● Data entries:
------------------------------

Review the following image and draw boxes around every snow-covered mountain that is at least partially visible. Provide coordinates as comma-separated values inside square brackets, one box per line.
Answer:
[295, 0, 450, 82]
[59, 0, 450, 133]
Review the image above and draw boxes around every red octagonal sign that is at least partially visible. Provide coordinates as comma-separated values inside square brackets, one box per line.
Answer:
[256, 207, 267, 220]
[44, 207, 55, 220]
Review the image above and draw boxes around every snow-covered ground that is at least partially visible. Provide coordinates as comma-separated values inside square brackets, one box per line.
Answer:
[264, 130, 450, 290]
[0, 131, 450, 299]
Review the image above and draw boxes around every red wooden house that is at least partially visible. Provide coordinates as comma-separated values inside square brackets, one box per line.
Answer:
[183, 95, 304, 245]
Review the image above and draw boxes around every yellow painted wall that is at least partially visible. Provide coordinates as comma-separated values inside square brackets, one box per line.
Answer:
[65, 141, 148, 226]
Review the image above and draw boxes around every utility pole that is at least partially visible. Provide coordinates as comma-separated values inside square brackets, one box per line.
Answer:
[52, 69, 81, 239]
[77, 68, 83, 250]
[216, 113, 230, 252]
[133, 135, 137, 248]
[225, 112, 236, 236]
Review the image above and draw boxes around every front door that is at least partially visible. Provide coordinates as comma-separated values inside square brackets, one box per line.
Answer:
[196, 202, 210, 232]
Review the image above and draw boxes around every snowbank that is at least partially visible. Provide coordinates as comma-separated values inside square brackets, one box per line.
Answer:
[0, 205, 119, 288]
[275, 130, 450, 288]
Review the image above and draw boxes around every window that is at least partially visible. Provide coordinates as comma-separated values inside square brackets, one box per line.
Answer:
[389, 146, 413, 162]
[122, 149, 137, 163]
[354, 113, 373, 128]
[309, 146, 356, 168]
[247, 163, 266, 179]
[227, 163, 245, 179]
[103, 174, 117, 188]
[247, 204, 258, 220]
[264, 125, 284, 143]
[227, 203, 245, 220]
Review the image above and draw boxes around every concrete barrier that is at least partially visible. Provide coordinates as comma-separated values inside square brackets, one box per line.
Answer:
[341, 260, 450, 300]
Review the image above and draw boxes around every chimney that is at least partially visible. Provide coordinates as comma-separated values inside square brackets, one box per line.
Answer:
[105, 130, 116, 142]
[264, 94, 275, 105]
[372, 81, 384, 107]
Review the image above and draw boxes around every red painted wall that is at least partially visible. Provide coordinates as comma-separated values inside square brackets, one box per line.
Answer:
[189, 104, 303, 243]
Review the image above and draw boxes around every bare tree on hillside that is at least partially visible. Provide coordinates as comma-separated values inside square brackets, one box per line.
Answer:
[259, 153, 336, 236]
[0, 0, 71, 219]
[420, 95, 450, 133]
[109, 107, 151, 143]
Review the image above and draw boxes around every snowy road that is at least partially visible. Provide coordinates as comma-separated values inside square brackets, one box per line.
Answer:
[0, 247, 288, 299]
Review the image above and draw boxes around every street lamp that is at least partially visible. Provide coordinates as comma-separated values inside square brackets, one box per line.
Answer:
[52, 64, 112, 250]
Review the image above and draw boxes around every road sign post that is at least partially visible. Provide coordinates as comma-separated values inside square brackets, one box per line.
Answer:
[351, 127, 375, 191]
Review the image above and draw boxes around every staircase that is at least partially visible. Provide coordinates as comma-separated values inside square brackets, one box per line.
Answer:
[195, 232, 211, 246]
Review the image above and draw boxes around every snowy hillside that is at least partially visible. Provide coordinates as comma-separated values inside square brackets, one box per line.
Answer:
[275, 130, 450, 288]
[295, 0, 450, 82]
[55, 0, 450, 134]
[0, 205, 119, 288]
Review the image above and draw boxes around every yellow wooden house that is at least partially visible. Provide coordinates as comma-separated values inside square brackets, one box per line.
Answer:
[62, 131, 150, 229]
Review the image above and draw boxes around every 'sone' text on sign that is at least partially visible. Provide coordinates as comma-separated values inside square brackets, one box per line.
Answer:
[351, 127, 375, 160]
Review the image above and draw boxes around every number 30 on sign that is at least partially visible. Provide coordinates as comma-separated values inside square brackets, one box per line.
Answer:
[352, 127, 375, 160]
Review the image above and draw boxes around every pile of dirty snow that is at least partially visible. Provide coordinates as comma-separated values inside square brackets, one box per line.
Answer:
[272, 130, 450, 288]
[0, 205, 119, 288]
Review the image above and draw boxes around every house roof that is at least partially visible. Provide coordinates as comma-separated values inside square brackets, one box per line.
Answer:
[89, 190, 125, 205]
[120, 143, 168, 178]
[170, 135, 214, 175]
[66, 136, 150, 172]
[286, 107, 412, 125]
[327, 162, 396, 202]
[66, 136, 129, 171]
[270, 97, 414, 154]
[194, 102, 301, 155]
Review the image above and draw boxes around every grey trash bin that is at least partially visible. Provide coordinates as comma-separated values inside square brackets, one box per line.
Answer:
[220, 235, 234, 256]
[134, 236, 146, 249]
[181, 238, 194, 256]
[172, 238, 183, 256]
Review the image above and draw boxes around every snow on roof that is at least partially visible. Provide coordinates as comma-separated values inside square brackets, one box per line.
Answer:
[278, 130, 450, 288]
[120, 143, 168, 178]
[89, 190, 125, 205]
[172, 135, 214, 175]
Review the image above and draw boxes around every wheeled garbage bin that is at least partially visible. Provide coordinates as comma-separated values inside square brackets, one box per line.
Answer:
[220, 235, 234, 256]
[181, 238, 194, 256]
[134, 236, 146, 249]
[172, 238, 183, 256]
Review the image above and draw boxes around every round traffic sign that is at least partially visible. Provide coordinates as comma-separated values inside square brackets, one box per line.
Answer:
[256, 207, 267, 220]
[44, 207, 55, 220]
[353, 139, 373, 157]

------------------------------

Can you write out the material again, starting at the line containing "Review the image above and draw boxes around every round" and ending at the last line of the material, switching "round traffic sign" to "circular road sign" and keeping everything else unchanged?

Review the image above and draw boxes around every circular road sign that is at least partially visible. Provide coordinates as comma-separated values inside square brackets, one box per line.
Answer:
[256, 207, 267, 220]
[44, 207, 55, 220]
[353, 139, 373, 157]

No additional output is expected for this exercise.